[Start of section]
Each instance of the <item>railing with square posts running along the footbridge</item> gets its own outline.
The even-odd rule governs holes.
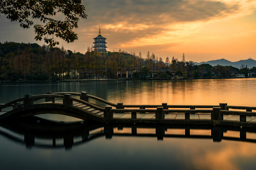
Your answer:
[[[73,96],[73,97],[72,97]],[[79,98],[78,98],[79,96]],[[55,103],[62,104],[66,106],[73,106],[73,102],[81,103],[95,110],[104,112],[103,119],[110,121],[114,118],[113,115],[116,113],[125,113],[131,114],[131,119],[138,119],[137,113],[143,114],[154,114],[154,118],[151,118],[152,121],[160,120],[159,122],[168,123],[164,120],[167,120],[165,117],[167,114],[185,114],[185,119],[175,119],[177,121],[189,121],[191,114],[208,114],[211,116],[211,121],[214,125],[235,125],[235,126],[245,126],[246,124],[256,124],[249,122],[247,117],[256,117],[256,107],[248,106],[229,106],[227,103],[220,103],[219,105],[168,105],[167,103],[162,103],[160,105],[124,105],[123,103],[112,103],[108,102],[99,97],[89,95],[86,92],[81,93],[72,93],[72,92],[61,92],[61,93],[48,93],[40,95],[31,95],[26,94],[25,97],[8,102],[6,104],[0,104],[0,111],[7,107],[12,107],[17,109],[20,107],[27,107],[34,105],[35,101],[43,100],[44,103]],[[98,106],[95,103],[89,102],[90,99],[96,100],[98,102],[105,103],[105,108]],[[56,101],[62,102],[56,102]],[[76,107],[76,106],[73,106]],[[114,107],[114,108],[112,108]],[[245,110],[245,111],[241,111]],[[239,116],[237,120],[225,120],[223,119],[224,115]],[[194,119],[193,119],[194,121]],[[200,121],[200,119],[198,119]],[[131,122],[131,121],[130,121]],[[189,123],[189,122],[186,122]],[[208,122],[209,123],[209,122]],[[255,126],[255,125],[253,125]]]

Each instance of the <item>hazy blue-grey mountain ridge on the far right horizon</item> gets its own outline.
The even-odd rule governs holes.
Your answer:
[End of section]
[Start of section]
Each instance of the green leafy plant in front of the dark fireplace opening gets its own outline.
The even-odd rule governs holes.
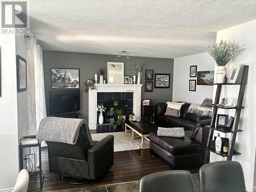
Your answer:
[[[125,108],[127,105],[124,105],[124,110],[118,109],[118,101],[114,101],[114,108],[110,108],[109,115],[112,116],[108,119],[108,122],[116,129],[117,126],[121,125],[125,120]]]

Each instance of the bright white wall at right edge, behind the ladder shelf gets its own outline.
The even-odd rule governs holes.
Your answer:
[End of section]
[Start of section]
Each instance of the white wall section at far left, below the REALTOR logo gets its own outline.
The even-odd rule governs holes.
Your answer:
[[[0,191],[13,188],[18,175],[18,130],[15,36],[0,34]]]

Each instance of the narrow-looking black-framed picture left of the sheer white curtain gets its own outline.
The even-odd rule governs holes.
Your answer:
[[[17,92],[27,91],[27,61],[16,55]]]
[End of section]
**ACTIVITY**
The reply is to be one number, the count of lines in the records above that contain "item".

**ANSWER TO THE PROBLEM**
2